**CONSIGNES À SUIVRE**
1. Énumérez tous les rythmes que le texte sur le makossa présente comme les bases de la synthèse qui définit souvent cette musique.
2. Traduisez en anglais la phrase suivante du texte sur le makossa : « Au Cameroun, le makossa est à la fois une danse urbaine et l’un des quatre principaux rythmes musicaux, avec le bikutsi, le mangambeu et l’assiko. »
3. D'après le texte sur le makossa, quel nom Jacky Kingue se fait-il désormais appeler ?

**TEXTE EXTRAIT**
==================================================
Fil d'Ariane
Désormais, Jacky Kingue se fait appeler The voice, et son ambition est claire : devenir l’un des plus grands chanteurs camerounais de makossa au monde. Au Cameroun, le makossa est à la fois une danse urbaine et l’un des quatre principaux rythmes musicaux, avec le bikutsi, le mangambeu et l’assiko. Défini très souvent comme une synthèse fondée sur des rythmes tels que le high-life, le merengue, le disco, le funk ou encore la rumba congolaise, le makossa s’appuie en principe sur les musiques traditionnelles sawa – populations de la côte littorale camerounaise, dont font partie les Douala.
==================================================
**EXTRAITS DE DONNÉES**

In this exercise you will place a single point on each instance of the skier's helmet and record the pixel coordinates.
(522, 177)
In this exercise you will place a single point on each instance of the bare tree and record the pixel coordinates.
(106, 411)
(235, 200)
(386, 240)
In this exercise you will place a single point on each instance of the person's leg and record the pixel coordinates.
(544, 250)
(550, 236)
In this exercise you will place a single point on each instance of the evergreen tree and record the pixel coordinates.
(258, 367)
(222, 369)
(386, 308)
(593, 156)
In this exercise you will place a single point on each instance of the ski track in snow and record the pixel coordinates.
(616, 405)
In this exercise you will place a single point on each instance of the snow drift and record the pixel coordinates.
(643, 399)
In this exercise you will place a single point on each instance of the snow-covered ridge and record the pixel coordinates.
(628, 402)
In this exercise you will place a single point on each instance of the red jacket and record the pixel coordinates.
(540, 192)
==================================================
**LES RÉPONSES**
1. le high-life, le merengue, le disco, le funk, la rumba congolaise

2. In Cameroon, makossa is both an urban dance and one of the four main musical rhythms, along with bikutsi, mangambeu and assiko.

3. The voice